§ SOAL UNTUK DIKERJAKAN:
**a.** Dalam kutipan teks tentang ilmu, ilmu dibagi menjadi dua jenis apa saja?
**b.** Tulis ulang bagian kutipan teks tentang ilmu yang dimulai pada kata-kata "Ilmu adalah sesuatu" dan berhenti setelah "di suatu instansi.", dengan mengganti "peluang" menjadi "kesempatan".

§ KUTIPAN TEKS:
Ilmu adalah sesuatu yang dapat membuat seseorang untuk lebih
mengerti akan suatu hal dengan cara melalui pengajaran. Ilmu bisa diperoleh
melaui lingkungan sekitar ataupun di dalam lembaga pendidikan seperti sekolah,
akademi, universitas, ataupun lembaga bimbingan. Ilmu dibagi menjadi dua, yaitu
ilmu akademik dan ilmu non-akademik.
Kualitas hidup dari seseorang sangat dipegaruhi oleh ilmu
yang dimiliki. Semakin tinggi ilmu yang dimiliki maka peluang seseorang untuk
meningkatkan kualitas hidup menjadi semakin terbuka lebar. Untuk menuntut ilmu
yang nantinya dapat dimanfaatkan untuk bekerja, maka didirikanlah suatu lembaga
pendidikan. Dengan adanya lembaga pendidikan diharapkan seseorang dapat
memperoleh ilmu secara formal yang disertai dengan adanya bukti kelulusan yang
nantinya dapat dimanfaatkan untuk melamar pekerjaan di suatu instansi.
HAL DALAM SIKAP ILMIAH
Sikap ilmiah adalah sikap yang seharusnya dimiliki oleh
setiap ilmuwan dalam melakukan tugasnya (memelajari, meneruskan,
menolak/menerima serta mengubah/menambah suatu ilmu). Untuk mencapai suatu
pengetahuan yang ilmiah dan obyektif diperlukan sikap yang bersifat ilmiah,
yang meliputi empat hal yaitu :
1. Tidak ada perasaan yang bersifat pamrih sehingga menacapi
pengetahuan ilmiah yang obeyktif .
2. Selektif, artinya mengadakan pemilihan terhadap problema
yang dihadapi supaya didukung oleh fakta atau gejala, dan mengadakan pemilihan
terhadap hipotesis yang ada.
3. Kepercayaan yang layak terhadap kenyataan yang tak dapat
diubah maupun terhadap indera dan budi yang digunakan untuk mencapai ilmu.

Kutipan dari data anotasi titik
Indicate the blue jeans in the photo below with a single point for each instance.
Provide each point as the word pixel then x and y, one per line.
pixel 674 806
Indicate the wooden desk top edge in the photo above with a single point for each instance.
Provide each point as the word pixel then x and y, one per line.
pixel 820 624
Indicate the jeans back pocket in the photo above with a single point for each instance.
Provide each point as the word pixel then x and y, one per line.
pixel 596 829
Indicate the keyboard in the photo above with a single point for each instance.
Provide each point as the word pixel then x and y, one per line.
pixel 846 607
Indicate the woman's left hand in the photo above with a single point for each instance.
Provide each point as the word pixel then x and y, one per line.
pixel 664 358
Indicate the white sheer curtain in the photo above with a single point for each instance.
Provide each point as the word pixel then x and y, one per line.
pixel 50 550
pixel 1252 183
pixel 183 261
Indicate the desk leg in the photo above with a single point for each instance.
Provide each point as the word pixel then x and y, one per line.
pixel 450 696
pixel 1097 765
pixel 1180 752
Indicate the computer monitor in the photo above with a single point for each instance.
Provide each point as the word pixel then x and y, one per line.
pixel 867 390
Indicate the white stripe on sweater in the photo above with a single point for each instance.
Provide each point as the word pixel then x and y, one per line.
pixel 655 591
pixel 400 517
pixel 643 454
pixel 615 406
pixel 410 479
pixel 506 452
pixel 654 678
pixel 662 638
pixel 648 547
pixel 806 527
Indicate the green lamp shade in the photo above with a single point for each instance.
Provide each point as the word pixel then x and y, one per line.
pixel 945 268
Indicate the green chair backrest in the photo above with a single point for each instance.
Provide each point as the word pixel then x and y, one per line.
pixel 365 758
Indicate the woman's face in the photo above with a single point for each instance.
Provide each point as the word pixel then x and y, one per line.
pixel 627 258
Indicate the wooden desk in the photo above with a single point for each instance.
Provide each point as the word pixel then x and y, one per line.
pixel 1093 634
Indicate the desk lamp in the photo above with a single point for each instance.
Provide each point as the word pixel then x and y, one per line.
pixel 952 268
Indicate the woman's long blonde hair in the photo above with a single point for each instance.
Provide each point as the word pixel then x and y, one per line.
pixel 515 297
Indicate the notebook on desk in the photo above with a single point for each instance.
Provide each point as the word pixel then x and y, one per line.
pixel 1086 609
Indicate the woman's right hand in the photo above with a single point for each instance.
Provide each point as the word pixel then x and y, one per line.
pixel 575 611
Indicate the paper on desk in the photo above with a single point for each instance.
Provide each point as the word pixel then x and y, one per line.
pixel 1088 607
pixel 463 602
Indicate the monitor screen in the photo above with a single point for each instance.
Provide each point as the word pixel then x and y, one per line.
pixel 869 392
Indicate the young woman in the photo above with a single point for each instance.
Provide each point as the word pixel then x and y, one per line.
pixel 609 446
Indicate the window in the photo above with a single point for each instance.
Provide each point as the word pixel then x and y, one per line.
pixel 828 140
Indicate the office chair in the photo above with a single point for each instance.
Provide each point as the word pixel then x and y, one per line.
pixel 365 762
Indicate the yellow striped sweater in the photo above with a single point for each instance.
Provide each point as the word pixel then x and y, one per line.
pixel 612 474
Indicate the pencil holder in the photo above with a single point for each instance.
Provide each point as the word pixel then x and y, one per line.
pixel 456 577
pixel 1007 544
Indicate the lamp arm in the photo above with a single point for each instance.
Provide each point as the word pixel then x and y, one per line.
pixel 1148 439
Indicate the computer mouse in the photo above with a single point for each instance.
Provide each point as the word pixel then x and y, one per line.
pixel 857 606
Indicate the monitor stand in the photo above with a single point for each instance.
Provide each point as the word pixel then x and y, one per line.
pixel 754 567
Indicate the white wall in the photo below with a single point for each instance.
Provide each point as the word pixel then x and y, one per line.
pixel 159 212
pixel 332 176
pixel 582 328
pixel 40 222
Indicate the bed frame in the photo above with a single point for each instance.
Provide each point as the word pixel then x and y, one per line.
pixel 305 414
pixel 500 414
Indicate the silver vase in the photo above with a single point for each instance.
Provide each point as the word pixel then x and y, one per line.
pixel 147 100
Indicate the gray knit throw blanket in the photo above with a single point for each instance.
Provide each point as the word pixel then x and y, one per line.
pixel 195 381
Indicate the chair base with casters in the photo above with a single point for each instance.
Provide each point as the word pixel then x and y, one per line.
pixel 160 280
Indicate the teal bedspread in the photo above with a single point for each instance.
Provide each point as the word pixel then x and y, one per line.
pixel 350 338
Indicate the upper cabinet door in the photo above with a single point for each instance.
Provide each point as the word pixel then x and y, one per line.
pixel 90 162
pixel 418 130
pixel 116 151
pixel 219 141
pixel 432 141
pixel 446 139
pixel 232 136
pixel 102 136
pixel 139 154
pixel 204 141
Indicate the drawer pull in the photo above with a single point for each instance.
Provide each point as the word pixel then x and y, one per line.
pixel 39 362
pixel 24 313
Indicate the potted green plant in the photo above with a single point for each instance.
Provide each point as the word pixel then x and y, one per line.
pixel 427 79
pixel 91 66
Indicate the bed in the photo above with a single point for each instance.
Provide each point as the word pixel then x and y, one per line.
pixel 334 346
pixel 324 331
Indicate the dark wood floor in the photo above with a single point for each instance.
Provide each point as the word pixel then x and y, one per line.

§ HASIL JAWABAN:
**a.** Ilmu akademik dan ilmu non-akademik.

**b.**
Ilmu adalah sesuatu yang dapat membuat seseorang untuk lebih
mengerti akan suatu hal dengan cara melalui pengajaran. Ilmu bisa diperoleh
melaui lingkungan sekitar ataupun di dalam lembaga pendidikan seperti sekolah,
akademi, universitas, ataupun lembaga bimbingan. Ilmu dibagi menjadi dua, yaitu
ilmu akademik dan ilmu non-akademik.
Kualitas hidup dari seseorang sangat dipegaruhi oleh ilmu
yang dimiliki. Semakin tinggi ilmu yang dimiliki maka kesempatan seseorang untuk
meningkatkan kualitas hidup menjadi semakin terbuka lebar. Untuk menuntut ilmu
yang nantinya dapat dimanfaatkan untuk bekerja, maka didirikanlah suatu lembaga
pendidikan. Dengan adanya lembaga pendidikan diharapkan seseorang dapat
memperoleh ilmu secara formal yang disertai dengan adanya bukti kelulusan yang
nantinya dapat dimanfaatkan untuk melamar pekerjaan di suatu instansi.